* _DATA TO PROCESS_
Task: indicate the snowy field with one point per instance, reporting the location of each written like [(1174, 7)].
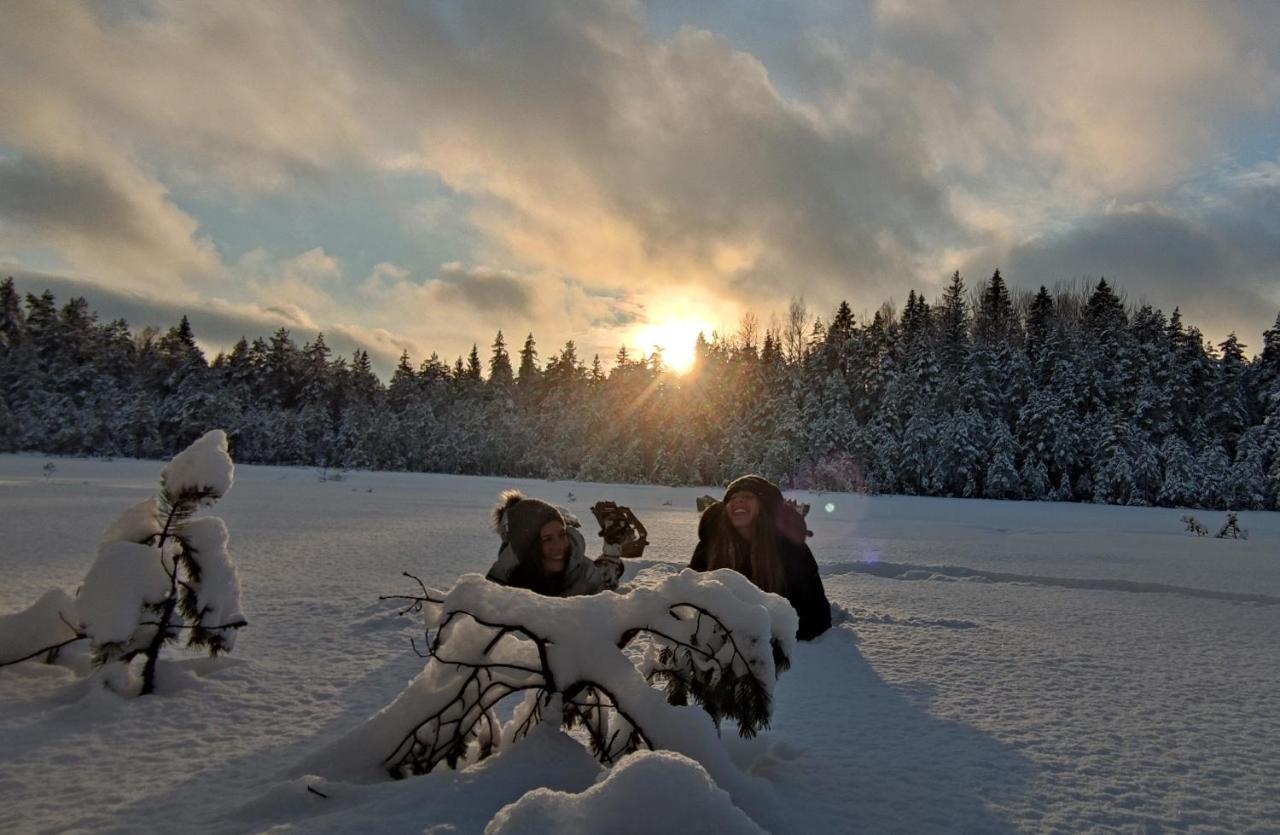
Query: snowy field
[(1004, 667)]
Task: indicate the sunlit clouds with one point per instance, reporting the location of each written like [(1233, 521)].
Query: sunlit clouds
[(415, 177)]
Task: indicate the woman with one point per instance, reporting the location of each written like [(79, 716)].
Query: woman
[(755, 533), (543, 552)]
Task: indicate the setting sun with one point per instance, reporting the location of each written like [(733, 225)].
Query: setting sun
[(676, 337)]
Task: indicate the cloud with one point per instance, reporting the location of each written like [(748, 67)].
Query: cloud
[(484, 288), (1217, 265), (613, 172)]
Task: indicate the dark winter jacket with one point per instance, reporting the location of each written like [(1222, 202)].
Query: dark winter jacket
[(804, 587)]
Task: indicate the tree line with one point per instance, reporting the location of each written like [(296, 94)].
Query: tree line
[(988, 392)]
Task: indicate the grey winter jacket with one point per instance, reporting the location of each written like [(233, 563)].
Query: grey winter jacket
[(581, 575)]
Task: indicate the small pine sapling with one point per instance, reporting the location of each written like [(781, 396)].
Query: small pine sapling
[(161, 571), (1232, 529)]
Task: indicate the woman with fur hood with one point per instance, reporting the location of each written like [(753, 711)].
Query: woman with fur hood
[(757, 534), (545, 553)]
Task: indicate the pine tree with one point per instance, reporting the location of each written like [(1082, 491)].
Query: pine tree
[(499, 364), (528, 363)]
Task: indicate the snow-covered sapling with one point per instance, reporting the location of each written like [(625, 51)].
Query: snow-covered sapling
[(1193, 525), (160, 573), (1232, 529), (588, 662)]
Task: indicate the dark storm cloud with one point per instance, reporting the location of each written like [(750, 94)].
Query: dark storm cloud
[(1220, 268), (484, 290), (214, 323), (48, 195)]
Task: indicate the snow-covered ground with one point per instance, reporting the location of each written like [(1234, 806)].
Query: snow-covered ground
[(1004, 667)]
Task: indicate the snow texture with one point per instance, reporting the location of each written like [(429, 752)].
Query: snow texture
[(202, 466), (624, 801), (45, 624), (122, 580), (1022, 667)]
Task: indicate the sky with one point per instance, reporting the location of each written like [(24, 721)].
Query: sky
[(417, 176)]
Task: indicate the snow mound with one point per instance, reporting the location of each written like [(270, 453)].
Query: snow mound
[(218, 584), (45, 624), (137, 524), (204, 466), (648, 792)]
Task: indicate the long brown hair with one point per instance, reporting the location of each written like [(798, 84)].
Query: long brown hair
[(755, 557)]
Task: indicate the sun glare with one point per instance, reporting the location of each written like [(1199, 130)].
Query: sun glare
[(676, 337)]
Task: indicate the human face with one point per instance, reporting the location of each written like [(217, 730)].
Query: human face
[(554, 543), (744, 507)]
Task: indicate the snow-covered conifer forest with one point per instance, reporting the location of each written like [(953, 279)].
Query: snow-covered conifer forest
[(1068, 396)]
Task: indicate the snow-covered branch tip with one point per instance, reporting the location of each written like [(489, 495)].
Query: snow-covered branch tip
[(160, 571), (590, 662)]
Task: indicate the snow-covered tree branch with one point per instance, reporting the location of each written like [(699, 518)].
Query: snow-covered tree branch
[(586, 662)]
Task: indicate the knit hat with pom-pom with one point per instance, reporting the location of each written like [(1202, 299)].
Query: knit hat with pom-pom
[(520, 520)]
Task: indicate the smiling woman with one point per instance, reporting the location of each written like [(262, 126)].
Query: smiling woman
[(676, 337)]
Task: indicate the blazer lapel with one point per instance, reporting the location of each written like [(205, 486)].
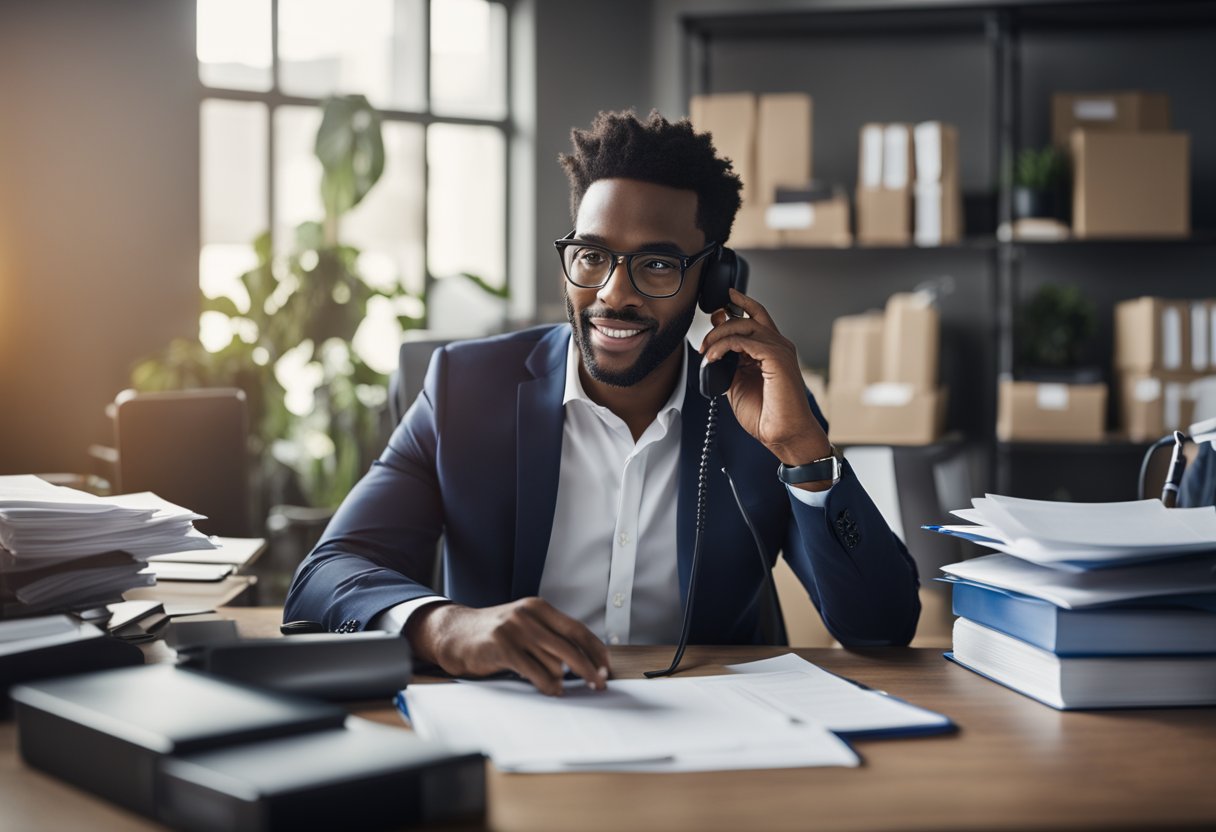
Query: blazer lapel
[(539, 423)]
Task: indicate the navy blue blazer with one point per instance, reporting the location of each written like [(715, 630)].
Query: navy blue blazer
[(477, 457)]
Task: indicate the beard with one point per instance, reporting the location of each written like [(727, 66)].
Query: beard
[(657, 349)]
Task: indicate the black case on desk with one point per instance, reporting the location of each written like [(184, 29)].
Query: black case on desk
[(108, 731), (101, 652), (365, 776)]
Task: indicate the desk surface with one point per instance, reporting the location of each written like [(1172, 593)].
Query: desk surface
[(1013, 765)]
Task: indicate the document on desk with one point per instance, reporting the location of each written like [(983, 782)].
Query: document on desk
[(636, 725), (775, 714)]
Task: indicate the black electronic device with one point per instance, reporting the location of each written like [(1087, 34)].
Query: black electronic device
[(724, 270)]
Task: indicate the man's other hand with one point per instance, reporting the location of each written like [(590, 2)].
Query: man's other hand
[(528, 636)]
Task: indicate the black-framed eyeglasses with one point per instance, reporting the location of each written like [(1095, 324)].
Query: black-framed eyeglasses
[(653, 274)]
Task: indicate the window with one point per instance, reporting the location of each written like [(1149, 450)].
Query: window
[(437, 71)]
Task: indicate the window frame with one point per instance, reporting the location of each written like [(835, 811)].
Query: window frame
[(275, 97)]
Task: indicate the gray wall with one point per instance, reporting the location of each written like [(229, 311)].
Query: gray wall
[(99, 212)]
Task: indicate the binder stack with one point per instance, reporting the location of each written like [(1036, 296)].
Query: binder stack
[(1088, 605)]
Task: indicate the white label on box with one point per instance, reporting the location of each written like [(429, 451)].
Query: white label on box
[(872, 156), (887, 394), (1095, 110), (895, 156), (1171, 338), (1051, 397), (1199, 336), (928, 213), (1172, 415), (927, 140), (782, 215), (1211, 331), (1147, 389)]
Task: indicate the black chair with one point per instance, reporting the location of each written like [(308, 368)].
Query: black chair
[(190, 448), (405, 382)]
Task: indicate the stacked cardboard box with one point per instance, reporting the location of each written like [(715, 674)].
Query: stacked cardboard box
[(1131, 175), (939, 197), (1163, 350), (883, 371), (769, 140), (1031, 411), (884, 189)]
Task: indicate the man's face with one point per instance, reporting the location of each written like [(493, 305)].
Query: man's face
[(621, 335)]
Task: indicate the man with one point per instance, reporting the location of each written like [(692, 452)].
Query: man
[(561, 464)]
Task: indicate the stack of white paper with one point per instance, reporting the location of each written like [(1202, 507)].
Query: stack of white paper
[(776, 714), (1101, 568), (62, 549)]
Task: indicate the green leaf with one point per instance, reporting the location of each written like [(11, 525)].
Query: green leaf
[(350, 149)]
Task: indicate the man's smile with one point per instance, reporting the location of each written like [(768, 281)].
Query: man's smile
[(617, 336)]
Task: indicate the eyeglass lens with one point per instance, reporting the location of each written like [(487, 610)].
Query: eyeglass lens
[(657, 275)]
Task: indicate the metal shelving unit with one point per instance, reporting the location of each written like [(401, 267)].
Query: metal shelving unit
[(1001, 27)]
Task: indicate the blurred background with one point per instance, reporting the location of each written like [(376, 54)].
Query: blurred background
[(272, 195)]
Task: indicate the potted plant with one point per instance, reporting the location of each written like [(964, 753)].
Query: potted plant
[(1040, 184), (304, 310), (1054, 331)]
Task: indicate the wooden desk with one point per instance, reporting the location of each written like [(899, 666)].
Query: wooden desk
[(1013, 765)]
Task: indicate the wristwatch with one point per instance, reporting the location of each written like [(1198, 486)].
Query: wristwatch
[(828, 468)]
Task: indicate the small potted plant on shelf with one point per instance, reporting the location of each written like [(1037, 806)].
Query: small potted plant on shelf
[(1040, 184), (1054, 331)]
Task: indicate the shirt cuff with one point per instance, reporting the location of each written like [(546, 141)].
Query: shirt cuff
[(395, 618), (814, 499)]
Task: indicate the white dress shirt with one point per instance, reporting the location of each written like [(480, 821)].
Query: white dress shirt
[(612, 554)]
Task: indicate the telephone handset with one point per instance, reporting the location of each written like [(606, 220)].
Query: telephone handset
[(724, 271)]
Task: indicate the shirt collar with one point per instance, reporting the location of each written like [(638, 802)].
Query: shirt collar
[(574, 391)]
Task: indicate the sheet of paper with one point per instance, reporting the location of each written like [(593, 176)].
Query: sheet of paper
[(652, 725), (1076, 590), (809, 693)]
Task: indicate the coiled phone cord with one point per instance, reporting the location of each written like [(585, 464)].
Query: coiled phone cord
[(702, 499)]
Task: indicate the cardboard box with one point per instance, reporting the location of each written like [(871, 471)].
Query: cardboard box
[(1031, 411), (938, 192), (1129, 112), (856, 352), (783, 142), (1153, 404), (911, 341), (1153, 335), (1131, 184), (885, 414), (821, 223), (731, 119), (884, 217)]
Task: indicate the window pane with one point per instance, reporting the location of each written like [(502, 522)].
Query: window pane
[(375, 48), (466, 203), (468, 58), (232, 185), (297, 173), (234, 44), (387, 225)]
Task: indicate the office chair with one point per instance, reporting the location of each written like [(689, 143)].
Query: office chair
[(190, 448), (405, 382)]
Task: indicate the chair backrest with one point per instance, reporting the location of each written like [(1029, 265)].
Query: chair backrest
[(190, 448), (405, 382)]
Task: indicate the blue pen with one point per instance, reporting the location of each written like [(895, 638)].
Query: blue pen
[(964, 535)]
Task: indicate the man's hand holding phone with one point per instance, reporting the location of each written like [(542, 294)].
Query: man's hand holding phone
[(767, 394)]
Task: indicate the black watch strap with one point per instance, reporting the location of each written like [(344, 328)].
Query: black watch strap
[(826, 470)]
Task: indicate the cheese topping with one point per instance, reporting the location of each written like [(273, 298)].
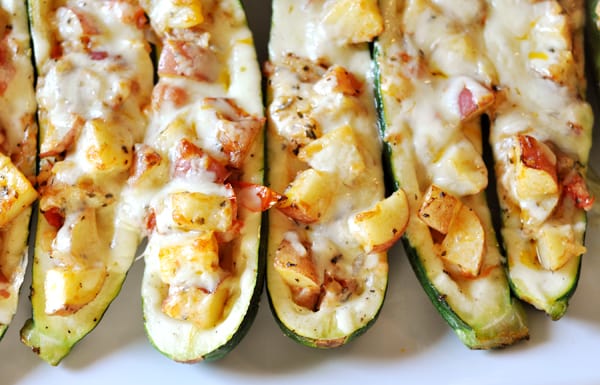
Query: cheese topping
[(92, 91), (324, 280), (201, 147), (541, 132), (18, 132)]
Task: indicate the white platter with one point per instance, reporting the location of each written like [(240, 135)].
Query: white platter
[(409, 344)]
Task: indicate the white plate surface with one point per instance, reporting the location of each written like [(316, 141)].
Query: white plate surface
[(409, 344)]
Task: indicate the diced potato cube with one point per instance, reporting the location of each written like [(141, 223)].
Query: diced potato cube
[(199, 211), (535, 187), (308, 196), (460, 169), (107, 147), (556, 245), (352, 21), (438, 209), (293, 262), (16, 192), (204, 309), (191, 261), (69, 289), (77, 242), (379, 227), (337, 152), (177, 130), (464, 245)]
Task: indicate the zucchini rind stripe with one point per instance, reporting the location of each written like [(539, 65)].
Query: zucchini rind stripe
[(196, 185), (18, 137), (94, 81), (434, 83), (541, 138), (326, 264)]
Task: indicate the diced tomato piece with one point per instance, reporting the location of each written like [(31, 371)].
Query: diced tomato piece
[(150, 221), (537, 156), (55, 217), (191, 158), (256, 197), (575, 188)]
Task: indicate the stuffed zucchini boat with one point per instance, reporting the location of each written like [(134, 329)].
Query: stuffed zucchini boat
[(94, 82), (433, 84), (327, 266), (541, 137), (18, 143), (196, 186)]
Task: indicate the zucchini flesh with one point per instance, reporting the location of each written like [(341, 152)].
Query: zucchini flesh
[(592, 34), (18, 152), (308, 42), (196, 313), (91, 99), (550, 109), (411, 77)]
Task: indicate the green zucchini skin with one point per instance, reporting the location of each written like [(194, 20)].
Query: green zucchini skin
[(52, 337), (14, 246), (312, 328), (551, 291), (592, 30), (200, 345), (501, 327)]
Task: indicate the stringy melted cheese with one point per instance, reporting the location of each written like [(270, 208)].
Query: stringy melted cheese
[(303, 111)]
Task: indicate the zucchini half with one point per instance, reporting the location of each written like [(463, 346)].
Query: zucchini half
[(544, 119), (94, 81), (198, 181), (18, 153), (416, 83), (326, 272)]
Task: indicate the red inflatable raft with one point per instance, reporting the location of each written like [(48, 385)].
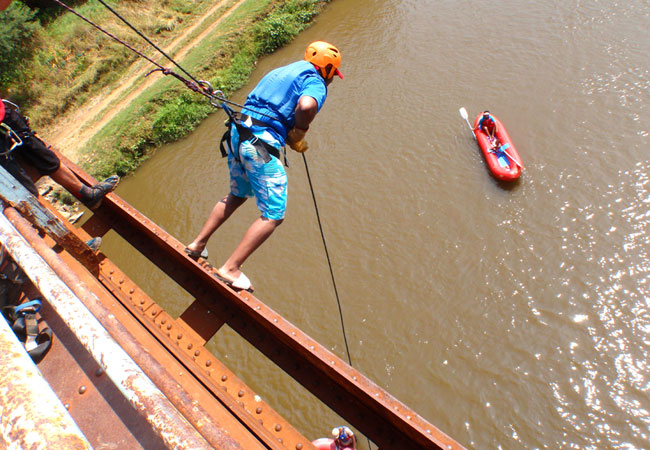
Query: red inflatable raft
[(500, 159)]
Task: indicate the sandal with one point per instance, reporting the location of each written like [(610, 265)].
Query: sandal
[(195, 254), (242, 283)]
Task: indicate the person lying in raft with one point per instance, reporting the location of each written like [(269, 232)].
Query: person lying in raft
[(278, 111), (21, 149), (488, 125)]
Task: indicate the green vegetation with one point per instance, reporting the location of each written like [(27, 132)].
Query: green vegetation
[(66, 63)]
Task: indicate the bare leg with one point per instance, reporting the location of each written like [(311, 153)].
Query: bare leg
[(255, 236), (220, 213)]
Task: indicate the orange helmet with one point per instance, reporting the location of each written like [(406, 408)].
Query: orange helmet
[(325, 57)]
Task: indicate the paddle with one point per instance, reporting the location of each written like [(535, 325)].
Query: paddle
[(463, 114)]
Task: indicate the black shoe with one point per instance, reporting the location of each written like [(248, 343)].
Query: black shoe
[(94, 243), (99, 191)]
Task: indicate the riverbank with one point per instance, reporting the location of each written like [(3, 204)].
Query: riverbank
[(94, 103)]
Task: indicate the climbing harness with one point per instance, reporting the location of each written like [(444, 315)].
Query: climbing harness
[(10, 139), (218, 100), (242, 123)]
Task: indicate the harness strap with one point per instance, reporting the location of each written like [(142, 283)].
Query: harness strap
[(264, 149)]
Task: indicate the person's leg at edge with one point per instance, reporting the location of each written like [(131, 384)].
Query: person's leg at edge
[(255, 236), (64, 176), (220, 213)]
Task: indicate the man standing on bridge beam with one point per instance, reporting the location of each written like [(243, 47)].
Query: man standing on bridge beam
[(278, 111)]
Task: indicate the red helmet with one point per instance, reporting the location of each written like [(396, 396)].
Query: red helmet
[(325, 57)]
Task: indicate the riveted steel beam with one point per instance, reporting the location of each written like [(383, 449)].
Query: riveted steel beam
[(138, 389), (384, 419)]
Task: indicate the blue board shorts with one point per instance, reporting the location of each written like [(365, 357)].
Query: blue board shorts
[(251, 176)]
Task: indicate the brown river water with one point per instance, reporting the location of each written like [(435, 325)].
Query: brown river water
[(508, 315)]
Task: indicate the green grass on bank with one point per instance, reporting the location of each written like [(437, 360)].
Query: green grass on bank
[(71, 63)]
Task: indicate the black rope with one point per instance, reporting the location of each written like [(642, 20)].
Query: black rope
[(148, 41), (336, 292)]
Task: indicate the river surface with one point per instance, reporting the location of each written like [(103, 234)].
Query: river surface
[(508, 315)]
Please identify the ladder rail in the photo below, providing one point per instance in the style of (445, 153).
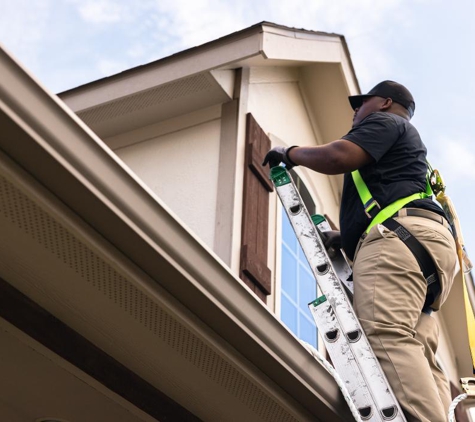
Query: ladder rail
(333, 313)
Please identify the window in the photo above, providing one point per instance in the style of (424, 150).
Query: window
(298, 286)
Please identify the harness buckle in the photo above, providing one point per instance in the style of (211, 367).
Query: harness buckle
(369, 206)
(468, 384)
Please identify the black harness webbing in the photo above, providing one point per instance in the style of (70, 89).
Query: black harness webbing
(426, 263)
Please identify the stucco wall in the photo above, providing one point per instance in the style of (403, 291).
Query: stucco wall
(279, 107)
(182, 169)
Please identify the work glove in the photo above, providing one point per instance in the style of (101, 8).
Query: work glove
(332, 241)
(279, 155)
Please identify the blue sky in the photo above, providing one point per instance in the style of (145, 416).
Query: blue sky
(428, 45)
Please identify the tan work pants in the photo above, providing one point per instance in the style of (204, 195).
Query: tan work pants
(389, 295)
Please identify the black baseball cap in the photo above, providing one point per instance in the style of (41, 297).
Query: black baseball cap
(387, 89)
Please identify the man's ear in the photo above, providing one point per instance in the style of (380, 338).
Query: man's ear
(387, 104)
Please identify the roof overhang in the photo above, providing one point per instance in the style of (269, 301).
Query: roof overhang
(204, 75)
(86, 242)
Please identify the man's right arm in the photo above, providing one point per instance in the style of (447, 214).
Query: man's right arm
(340, 156)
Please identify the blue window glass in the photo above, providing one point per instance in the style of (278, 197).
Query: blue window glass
(298, 284)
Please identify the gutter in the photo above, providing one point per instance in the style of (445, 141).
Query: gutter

* _TRY IT_
Filter the material above down to the lines that hold the word "gutter".

* _ANSWER BELOW_
Please identify the gutter in the photo above, providing one point per instance in the style of (445, 141).
Query: gutter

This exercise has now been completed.